■ **TEXT SHOWN**:
===============
Edifice.Inference.Medusa (Edifice v0.2.0)

Medusa: Multi-Head Speculative Decoding for 2-3x inference speedup.

Medusa attaches K lightweight "draft heads" to an existing LM backbone. Each head is a small MLP that predicts one future token position from the last hidden state, sharing the base model's vocabulary (embedding table). At inference the K heads generate a tree of candidate continuations, which are verified in a single forward pass via "tree attention". Tokens are accepted greedily along the tree path that agrees with the base model's distribution.

Motivation

Standard speculative decoding (e.g. SpeculativeDecoding) requires a separate small draft model. Medusa eliminates this overhead by co-training K heads that are already aligned with the base model's hidden states. Because all K candidate tokens for all positions are verified in one batched forward pass, the wall-clock cost grows sub-linearly with sequence length.
===============
■ **TASK TO CARRY OUT**:
Can you edit the Medusa text between "Medusa: Multi-Head Speculative" and "base model's distribution.", inclusive, so that "lightweight" becomes "compact"? The material after this point comes from a separate source.
===============
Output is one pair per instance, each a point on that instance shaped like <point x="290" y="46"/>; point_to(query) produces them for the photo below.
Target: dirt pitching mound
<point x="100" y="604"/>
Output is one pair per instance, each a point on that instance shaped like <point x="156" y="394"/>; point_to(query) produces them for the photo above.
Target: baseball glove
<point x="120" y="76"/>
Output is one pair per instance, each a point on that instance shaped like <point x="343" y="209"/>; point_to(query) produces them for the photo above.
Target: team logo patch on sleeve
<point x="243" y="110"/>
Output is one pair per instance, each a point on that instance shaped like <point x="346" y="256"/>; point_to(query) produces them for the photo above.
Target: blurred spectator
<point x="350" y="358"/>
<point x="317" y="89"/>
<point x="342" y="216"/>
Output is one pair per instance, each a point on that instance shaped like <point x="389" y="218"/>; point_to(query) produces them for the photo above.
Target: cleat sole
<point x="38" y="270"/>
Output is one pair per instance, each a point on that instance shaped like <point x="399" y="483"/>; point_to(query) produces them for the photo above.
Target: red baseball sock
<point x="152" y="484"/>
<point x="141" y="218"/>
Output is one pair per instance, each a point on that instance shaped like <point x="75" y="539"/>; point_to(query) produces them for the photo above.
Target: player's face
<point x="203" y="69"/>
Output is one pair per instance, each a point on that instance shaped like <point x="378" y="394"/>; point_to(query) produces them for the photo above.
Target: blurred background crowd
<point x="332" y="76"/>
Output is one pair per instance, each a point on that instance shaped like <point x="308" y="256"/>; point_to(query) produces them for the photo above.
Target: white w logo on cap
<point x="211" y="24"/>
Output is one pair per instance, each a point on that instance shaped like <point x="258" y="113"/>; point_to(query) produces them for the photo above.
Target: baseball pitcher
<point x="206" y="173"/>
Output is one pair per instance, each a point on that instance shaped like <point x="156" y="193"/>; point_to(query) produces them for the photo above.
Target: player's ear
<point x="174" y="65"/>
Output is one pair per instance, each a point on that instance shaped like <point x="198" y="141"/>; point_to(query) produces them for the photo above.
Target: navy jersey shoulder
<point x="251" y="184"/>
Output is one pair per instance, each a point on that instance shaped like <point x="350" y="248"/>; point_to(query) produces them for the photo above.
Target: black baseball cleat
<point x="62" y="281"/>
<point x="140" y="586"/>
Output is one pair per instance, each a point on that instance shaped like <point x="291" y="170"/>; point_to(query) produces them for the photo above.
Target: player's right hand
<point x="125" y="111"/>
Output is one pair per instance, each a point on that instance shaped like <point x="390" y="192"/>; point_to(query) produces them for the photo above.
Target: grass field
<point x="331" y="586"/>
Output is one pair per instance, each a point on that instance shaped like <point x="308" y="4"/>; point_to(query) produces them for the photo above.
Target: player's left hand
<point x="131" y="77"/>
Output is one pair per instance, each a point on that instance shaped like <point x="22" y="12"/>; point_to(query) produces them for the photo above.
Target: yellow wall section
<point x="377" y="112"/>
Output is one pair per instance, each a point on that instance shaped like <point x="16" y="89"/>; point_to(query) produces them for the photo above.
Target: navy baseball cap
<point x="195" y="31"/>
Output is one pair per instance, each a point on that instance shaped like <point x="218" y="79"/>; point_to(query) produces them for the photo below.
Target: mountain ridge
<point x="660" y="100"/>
===============
■ **SOLVED EXERCISE**:
Medusa: Multi-Head Speculative Decoding for 2-3x inference speedup.

Medusa attaches K compact "draft heads" to an existing LM backbone. Each head is a small MLP that predicts one future token position from the last hidden state, sharing the base model's vocabulary (embedding table). At inference the K heads generate a tree of candidate continuations, which are verified in a single forward pass via "tree attention". Tokens are accepted greedily along the tree path that agrees with the base model's distribution.